= O que se pede =
1. Liste, na ordem em que aparecem, todos os anos mencionados no texto sobre "A Razão da Minha Vida".
2. Segundo o texto sobre "A Razão da Minha Vida", o que foi inserido no lugar das partes retiradas da versão original?
3. Retome o texto sobre "A Razão da Minha Vida" a partir do ponto em que ele termina.

= Texto da página =
════

O autor é filho do jornalista, escritor e diplomata espanhol
Manuel Penella de Silva (1910-1969), que foi o “ghost writer” da primeira
versão de “A Razão da Minha Vida”, livro atribuído à mulher de Juan Domingo
Perón (1895-1974).
Penella vem a público agora para contar algo que os
argentinos não sabiam: a versão original, que tinha sido escrita por seu pai a
partir dos depoimentos de Evita, de Perón e da observação minuciosa feita sobre
o entorno do casal, foi alterada em quase todo o seu conteúdo.
Foram tiradas partes consideradas demasiadamente reveladoras
da intimidade e do pensamento da então primeira-dama e dos bastidores do poder
durante o governo peronista. Em seu lugar, foram inseridos vários elogios ao
presidente e general Perón.
O livro que hoje conhecemos saiu em 1951, apenas um ano
antes da morte de Evita em decorrência de um câncer –a essa altura, ela já
estava doente. Penella diz crer que nem a própria Evita conheceu a versão final
do livro que assina. Avidamente lido pelas mulheres peronistas, a obra foi
adotada nas escolas argentinas por muitos anos.
Transformado em um panfleto doutrinário, o livro foi
renegado por Penella de Silva, que não recebeu pelo trabalho e teve de passar
apertos para sustentar a família até conseguir deixar a Argentina.

════

= Listagem =
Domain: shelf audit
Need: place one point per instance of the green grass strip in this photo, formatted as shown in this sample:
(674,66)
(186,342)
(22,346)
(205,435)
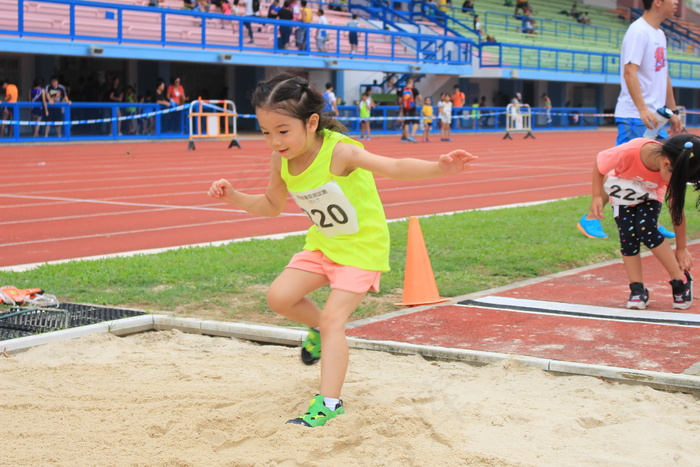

════

= Respostas esperadas =
1. 1910, 1969, 1895, 1974, 1951

2. Vários elogios ao presidente e general Perón.

3.
Até então, ele havia tido uma carreira cheia de êxitos, como
correspondente na América Central, na Suíça e na Alemanha durante a Segunda
Guerra. Também era autor de livros sobre a atualidade do período.
Conta o filho que o pai se sentiu atraído pela figura de Eva
Perón em 1947, porque vinha se interessando pelo papel da mulher na política
internacional. Por conta disso, fez as malas, rumou para o sul e aproximou-se
do casal Perón, ganhando sua confiança a ponto de ser designado para a tarefa
de escrever o livro.
“Meu pai tinha uma sensação positiva em relação à Argentina
daquela época, e essa sensação se manteve até 1951. Parecia um lugar moderno,
onde uma nova proposta política vinha surgindo”, conta Penella filho à Folha.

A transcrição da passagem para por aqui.